Passage shown Block Start
From the Belle Epoque and Beyond with Art in the Midi-Pyrenees

  • © CRT Midi-Pyrenees - P. Thebault

    © CRT Midi-Pyrenees - P. Thebault

  • © CRT Midi-Pyrenees - P. Thebault

    © CRT Midi-Pyrenees - P. Thebault

From the Belle Epoque and Beyond with Art in the Midi-Pyrenees Albi fr

Few things ooze “France” to me more than those Moulin Rouge themed posters that celebrate fin de siècle bohemian Paris. That sly black cat on a scarlet background, the haughty-coy stare of Aristide Bruant, all blood red scarf beneath flat black hat. And, of course, all those Can-Can dancers awash in endless frills of knickerbockers and absinthe-fuelled vice.

In short, the art movement inspired, driven and invented by one Henri Toulouse-Lautrec.

The red windmills may turn in Paris, but the birthplace of the man himself – the artist who invented advertising – came from much further down south in the region called the Midi-Pyrenees.

It was his hometown of Albi, close to capital city Toulouse, that gave me my first travel writing break.

As Albi and its military-style cathedral geared up for its UNESCO World Heritage Site moment, I made my way through the blush pink corridors of the former Archbishop’s Palace. Once a bastion of the Inquisition, the Palace now showcases portraits of prostitutes, absinthe-drinkers and other apparel of the Belle Epoque.

It’s hard not to smirk at the building’s change in fortunes amid the Matisse, Dufy, Van Dongen, Degas and the world’s largest collection of work from Henri Toulouse-Lautrec.

But the Palais de la Berbie isn’t the only Bishop’s Palace to switch sides in terms of culture and art in the Midi Pyrenees.

Close neighbour Montauban also lets its cloisters celebrate creative work. The 17th century Musée Ingres also used to house a bishop but today fills its vaults with collections from not one but two local boys who came good.

French Neoclassical portraits from Jean-Auguste-Dominique Ingres stand with sculptures from Rodin-educated Antoine Bourdelle (who himself went on to instruct Matisse, Maillol, Iché, Giacometti and Richier.) All in, more than 4000 pieces of art manage to pull off an archaeological feat of resting within the 16th century hearths and arching stone walls without giving the impression of overcrowding. And that’s without taking into consideration the Gallo-Roman archaeological artifacts that wait in the Salle du Prince Noir, a vestige itself of the Hundred Year War.

But of course, art isn’t solely about the past.

It lives on through colloquial phrases (the term violin d’Ingres in French refers to people who have a second skill) and, of course, it lives on through artists who are very much still alive.
Passage shown Block End
Provided data Block Start
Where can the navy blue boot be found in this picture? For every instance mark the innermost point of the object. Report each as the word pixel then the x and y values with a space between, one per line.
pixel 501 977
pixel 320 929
Provided data Block End
## Task list
**A.** Reproduce word for word everything in the Midi-Pyrenees art article from "The red windmills" down to "travel writing break.".
**B.** Resume the Midi-Pyrenees art article with new text that follows its last sentence.

## Outputs in order
**A.**
The red windmills may turn in Paris, but the birthplace of the man himself – the artist who invented advertising – came from much further down south in the region called the Midi-Pyrenees.

It was his hometown of Albi, close to capital city Toulouse, that gave me my first travel writing break.

**B.**
One such man is Pierre Soulages, one of the most sought after living French contemporary artists, whose works are currently shown in more than 90 museums worldwide and whose exhibition at the Parisian Pompidou in 2009 attracted more than 500 000 visitors.

He built his name on the back of his Outrenoir work (or Beyond Black) which explored the way that light reflects, dances, bounces and flips around on black surfaces.

2014 marked another big milestone for art in the Midi Pyrenees with the opening of the Musée Soulages, dedicated to work by the man himself. It houses drawings, paintings, engravings and letters as well as the preparatory work for arguably his most famous piece: the 104 stained glass windows for the Romanesque Conques Abbey Church, the religious space that first inspired him to become an artist.

Soulages set down a few conditions before gifting his collection to the people of his birthplace in Rodez. He determined that a 500 square metre space should be reserved for temporary exhibitions that showcase the work of younger artists.

And so 2015 sees the arrival of “Le bleu de l’oeil” from Claude Lévêque, which runs until 25th September this year.

Die-hard Soulages fans, meanwhile, can immerse themselves further in his work through the “Retrospective” collection that arrives later in the year. This ensemble of 230 pieces aims to illuminate his post-war “brous de noix” collection of deep, walnut-stained strokes.  

And for those who prefer something with more flashes of brilliant colour? There’s always time to go back to Albi and revisit the Moulin Rouge through the work of Henri Toulouse-Lautrec.